BAGIAN DOKUMEN:
========================================================================

Nama Ustadz Abu Bakar Ba’syir menjadi tonggak penting militansi jihad
bagi umat Islam di Indonesia. Sebutan teroris pun kian akrab kita
dengar selama proses persidangan menjerat beliau ke jeruji besi. Padahal
di tengah itu semua, sosok Ustadz Abu adalah pribadi yang tegar,
sederhana, lurus, bahkan sangat lemah lembut. Ia senantiasa menyapa
ramah terhadap umat Islam yang ingin mendengarkan tausiyah-tausiyahnya.
Jika
kita melongok ke masa muda, maka kita akan menemukan betapa sosok
Ustadz Abu memang ditempa pengalaman mengarungi hidup dengan penuh kerja
keras.
Sedari kecil Ustadz Abu -sapaan akrab beliau-sudah hidup
mandiri. Keterbatasan kedua orang tuanya dalam segi ekonomi dan fisik,
tidak menghalanginya untuk tetap tegar di jalan Allah dan memacu diri
menuntut ilmu sebagai insan bertauhid. Ya meski harus bersepeda sejauh
26 KM.
Lahir di Desa Pekunden, Kecamatan Mojoagung, Kabupaten
Jombang Jawa Timur, sebuah desa di pingiran Kabupaten Jombang-Jawa
Timur. Kelahirannya di Jombang disambut sayup-sayup senandung takbir
yang terdengar di sudut-sudut desa yang didengungkan anak-anak melalui
surau-surau tua di sekitar rumahnya.
Senandung takbir perayaan
peringatan keteladanan pengorbanan Bapak Tauhid, Ibrahim ‘alaihissalam
yang hendak menyembelih putranya. Ia terlahir pada tanggal 12 Dzulhijjah
1359, dua hari setelah Hari Raya Idul Adha.
Gemuruh takbir yang
menggetarkan hati beriringan dengan gemuruh bangsa Indonesia yang sedang
memperjuangkan kemerdekaannya untuk keluar dari penjajahan tentara
kafir Belanda dalam suasana serba kekurangan dan keprihatinan.

========================================================================

Entri data:
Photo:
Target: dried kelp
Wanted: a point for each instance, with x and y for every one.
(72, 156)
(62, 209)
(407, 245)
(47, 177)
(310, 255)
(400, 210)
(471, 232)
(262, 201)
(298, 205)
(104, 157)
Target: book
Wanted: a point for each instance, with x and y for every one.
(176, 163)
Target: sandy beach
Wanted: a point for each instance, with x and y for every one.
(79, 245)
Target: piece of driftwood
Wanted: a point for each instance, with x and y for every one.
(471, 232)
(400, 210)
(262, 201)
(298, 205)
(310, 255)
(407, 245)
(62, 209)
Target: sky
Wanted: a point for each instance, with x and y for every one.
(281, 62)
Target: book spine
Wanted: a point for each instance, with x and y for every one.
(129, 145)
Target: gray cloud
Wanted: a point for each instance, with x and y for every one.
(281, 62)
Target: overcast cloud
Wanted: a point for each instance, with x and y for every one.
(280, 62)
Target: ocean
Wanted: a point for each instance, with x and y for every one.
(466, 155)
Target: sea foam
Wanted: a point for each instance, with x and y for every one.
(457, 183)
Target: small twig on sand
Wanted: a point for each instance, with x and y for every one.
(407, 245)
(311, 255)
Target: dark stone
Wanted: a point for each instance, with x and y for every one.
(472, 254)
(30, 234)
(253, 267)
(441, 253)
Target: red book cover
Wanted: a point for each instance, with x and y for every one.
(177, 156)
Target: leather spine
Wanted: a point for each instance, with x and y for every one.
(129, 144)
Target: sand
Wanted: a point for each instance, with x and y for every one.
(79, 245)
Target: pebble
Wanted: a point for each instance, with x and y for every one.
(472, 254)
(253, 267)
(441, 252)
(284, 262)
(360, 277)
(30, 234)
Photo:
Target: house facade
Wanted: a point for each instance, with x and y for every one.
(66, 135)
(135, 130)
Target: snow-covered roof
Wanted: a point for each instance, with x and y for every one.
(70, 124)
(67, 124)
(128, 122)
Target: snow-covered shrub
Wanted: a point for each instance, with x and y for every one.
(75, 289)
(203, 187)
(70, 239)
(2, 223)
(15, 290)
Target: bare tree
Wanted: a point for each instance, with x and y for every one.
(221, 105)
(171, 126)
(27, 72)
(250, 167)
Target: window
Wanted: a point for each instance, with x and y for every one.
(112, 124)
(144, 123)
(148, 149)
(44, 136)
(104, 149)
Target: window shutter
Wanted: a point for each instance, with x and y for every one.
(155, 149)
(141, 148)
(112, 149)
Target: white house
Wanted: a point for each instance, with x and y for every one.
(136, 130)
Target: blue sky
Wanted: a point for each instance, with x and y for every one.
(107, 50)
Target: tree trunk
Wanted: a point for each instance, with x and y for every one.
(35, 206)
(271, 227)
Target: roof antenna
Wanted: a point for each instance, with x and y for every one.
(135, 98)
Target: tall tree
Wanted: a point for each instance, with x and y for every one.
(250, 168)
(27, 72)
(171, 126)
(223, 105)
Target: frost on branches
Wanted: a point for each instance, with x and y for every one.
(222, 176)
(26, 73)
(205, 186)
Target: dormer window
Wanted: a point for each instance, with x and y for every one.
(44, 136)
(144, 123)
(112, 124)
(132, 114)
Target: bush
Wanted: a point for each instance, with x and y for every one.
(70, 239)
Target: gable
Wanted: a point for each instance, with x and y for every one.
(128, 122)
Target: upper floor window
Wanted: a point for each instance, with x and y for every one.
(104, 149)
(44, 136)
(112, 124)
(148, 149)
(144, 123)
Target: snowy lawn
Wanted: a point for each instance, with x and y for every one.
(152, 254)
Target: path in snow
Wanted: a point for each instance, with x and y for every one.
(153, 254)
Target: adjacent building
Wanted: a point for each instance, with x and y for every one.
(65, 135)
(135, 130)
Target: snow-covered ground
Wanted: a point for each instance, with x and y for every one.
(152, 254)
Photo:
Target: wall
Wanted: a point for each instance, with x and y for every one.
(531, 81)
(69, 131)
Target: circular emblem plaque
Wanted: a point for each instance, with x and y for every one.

========================================================================

DAFTAR TUGAS:
1) Tuliskan sebagai daftar bernomor baris-baris entri, mulai dari baris yang memuat "Target: gable" dan terus sampai akhir entri. Lewati baris kosong.
2) Tolong lanjutkan teks tentang Abu Bakar Ba'syir mulai dari kalimat terakhirnya.
Entri-entri ini tidak ada hubungannya dengan teks tentang Abu Bakar Ba'syir.

HASIL BERURUTAN:
1)
1. Target: gable
2. Wanted: a point for each instance, with x and y for every one.
3. (128, 122)
4. Target: upper floor window
5. Wanted: a point for each instance, with x and y for every one.
6. (104, 149)
7. (44, 136)
8. (112, 124)
9. (148, 149)
10. (144, 123)
11. Target: snowy lawn
12. Wanted: a point for each instance, with x and y for every one.
13. (152, 254)
14. Target: path in snow
15. Wanted: a point for each instance, with x and y for every one.
16. (153, 254)
17. Target: adjacent building
18. Wanted: a point for each instance, with x and y for every one.
19. (65, 135)
20. (135, 130)
21. Target: snow-covered ground
22. Wanted: a point for each instance, with x and y for every one.
23. (152, 254)
24. Photo:
25. Target: wall
26. Wanted: a point for each instance, with x and y for every one.
27. (531, 81)
28. (69, 131)
29. Target: circular emblem plaque
30. Wanted: a point for each instance, with x and y for every one.

2)
Tanggal
kelahirannya bertepatan dengan tanggal 17 Agustus 1938. Raut muka
syukur dan linangan air mata syukur kedua orang tuanya mengiringi
kelahiran sosok Abu Bakar Ba’asyir yang diharapkan meneladani
pengorbanan Ibrahim dan semangat patriotisme seorang pejuang dalam
mempertahankan prinsip kebenaran dan keislaman. Ia terlahir bersama tiga
saudara laki-laki dan tiga saudara perempuan.
Orang tua Abu
Bakar Ba’asyir bukanlah seorang yang kaya raya umumnya kebanyakan warga
masyarakat keturunan Arab lainnya. Namun, kecintaan terhadap Islam dan
ketundukan orang tuanya pada Allah-lah yang menjadikan Abu bakar kecil
ini mampu bertahan. Darah keturunan Hadramaut Yaman mengalir deras dalam
dirinya. Ayahnya bernama Abud bin Ahmad dari keluarga Bamu’alim
Ba’asyir yang membuat Abu Bakar menyandang marga Ba’asyir di belakang
nama aslinya.
Kenangan indah bersama sang ayah tak banyak ia
rasakan dan nikmati. Saat usia 7 tahun, ayahnya harus meninggalkan tawa
riang Abu Bakar kecil menuju keharibaan Ilahi. Ayahnya meninggal dunia.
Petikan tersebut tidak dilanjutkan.